## LA TAREA
Continúa el texto sobre el cine español y las leyendas de Zugarramurdi a partir de su última frase.

Cuentan las leyendas locales que en las cuevas de la pequeña población navarra de Zugarramurdi las brujas del lugar solían celebrar paganos akelarres en los que se rendía culto al diablo. De este hilo, convenientemente tuneado, ha partido Álex de la Iglesia para urdir el argumento de su última película – Las brujas de Zugarramurdi se estrena en la sección oficial del Festival de Cine de San Sebastián, aunque fuera de concurso-, que podría reconciliar a nuestro cine con una de sus carencias endémicas: ¿por qué apenas se ha explotado el rico imaginario de seres fantásticos y leyendas de los diferentes pueblos de España en la gran pantalla? “El cine español de género se ha remitido poco y mal a todo un acervo antropológico y cultural cuyas posibilidades sí han sabido explorar con poder de sugestión nada desdeñable otras expresiones del fantástico como el periodismo sobre temas sobrenaturales, véase el programa televisivo Cuarto Milenio”, explica Diego Salgado, crítico de Dirigido por y Miradas de cine.

Entradas de datos extraídas
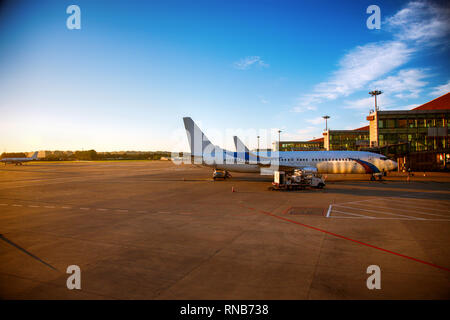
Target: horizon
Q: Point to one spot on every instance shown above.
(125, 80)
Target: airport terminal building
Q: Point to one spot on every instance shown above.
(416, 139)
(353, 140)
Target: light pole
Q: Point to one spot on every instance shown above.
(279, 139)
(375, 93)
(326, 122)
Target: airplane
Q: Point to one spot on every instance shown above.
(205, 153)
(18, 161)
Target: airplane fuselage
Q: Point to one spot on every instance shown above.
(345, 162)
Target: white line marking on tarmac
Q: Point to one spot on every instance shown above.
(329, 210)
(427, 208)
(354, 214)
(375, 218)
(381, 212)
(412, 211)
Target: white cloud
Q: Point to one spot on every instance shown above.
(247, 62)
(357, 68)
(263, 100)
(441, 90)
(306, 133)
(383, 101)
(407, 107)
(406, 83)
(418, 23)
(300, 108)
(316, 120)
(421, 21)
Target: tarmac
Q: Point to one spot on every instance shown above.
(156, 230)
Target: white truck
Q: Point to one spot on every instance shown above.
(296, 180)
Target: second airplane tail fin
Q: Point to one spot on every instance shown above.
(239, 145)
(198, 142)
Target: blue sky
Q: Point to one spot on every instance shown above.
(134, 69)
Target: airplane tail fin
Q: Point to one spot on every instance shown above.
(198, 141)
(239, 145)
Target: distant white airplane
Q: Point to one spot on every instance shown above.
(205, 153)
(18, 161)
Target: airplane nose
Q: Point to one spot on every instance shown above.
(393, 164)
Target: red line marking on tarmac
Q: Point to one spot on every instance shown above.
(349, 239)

---

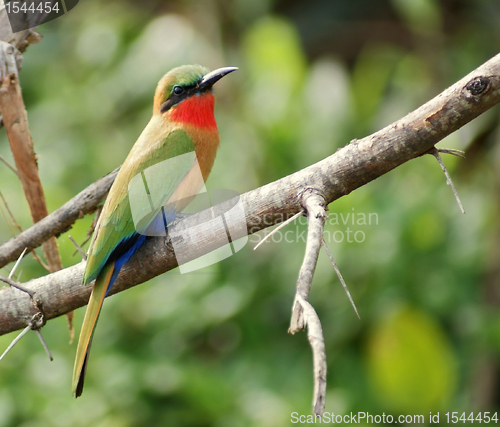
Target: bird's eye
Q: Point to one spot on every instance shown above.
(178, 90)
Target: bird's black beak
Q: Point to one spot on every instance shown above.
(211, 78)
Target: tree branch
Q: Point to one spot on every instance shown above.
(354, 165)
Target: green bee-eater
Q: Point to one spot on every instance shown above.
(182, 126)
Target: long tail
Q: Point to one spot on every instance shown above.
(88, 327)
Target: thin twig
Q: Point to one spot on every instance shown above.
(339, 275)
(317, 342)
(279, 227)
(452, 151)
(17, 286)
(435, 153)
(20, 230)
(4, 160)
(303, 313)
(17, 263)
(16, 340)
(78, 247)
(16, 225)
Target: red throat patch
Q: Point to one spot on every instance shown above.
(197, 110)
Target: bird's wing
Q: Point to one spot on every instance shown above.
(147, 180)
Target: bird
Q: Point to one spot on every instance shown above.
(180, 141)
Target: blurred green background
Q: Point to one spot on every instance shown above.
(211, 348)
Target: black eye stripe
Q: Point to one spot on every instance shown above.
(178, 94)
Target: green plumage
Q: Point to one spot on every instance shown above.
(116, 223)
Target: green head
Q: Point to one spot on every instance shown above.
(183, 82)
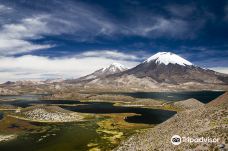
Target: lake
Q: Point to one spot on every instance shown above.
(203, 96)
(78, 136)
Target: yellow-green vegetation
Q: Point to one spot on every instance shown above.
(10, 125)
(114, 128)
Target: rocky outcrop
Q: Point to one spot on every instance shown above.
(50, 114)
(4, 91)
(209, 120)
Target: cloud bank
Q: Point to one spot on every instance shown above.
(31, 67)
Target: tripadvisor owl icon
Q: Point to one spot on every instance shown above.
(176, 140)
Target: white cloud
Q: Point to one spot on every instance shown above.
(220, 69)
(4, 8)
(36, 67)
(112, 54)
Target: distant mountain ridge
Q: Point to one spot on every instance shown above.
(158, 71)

* * *

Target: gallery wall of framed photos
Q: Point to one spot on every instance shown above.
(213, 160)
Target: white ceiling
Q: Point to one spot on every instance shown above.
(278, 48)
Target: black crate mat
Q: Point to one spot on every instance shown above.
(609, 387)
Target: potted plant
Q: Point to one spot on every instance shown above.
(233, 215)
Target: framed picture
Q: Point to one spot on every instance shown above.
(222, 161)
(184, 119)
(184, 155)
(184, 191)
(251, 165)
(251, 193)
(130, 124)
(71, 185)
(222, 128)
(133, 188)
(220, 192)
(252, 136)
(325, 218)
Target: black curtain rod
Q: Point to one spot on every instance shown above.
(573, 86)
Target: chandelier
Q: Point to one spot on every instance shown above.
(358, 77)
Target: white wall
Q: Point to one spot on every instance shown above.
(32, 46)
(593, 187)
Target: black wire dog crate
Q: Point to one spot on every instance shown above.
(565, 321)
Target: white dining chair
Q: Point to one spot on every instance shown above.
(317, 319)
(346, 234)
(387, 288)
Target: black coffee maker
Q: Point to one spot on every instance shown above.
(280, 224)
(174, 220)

## RESPUESTA
Aunque algunas de estas leyendas y mitos se repiten, con matices, en diferentes regiones, la suma y mezcla de culturas a lo largo de siglos ha propiciado un fascinante bestiario “marca España” que brinda inmensas posibilidades cinematográficas. En las filas del fantástico español han militado muertos vivientes, hombres-lobo y vampiros de diversa factura, pero de inspiración claramente foránea. Pocas veces se ha apostado por la cantera para llevar a la gran pantalla mitos tan fascinantes como la Güestia, ese cortejo fúnebre de almas en pena que vaga en procesión durante las noches brumosas. Tampoco hemos tenido noticias cinematográficas del Basajaun, el peludo señor de los bosques al que muchos apodan como el yeti vasco, ni se han aprovechado las evocadoras posibilidades de aquella cueva de Salamanca donde, según las leyendas transmitidas de generación en generación, el mismo Satanás impartió magisterio.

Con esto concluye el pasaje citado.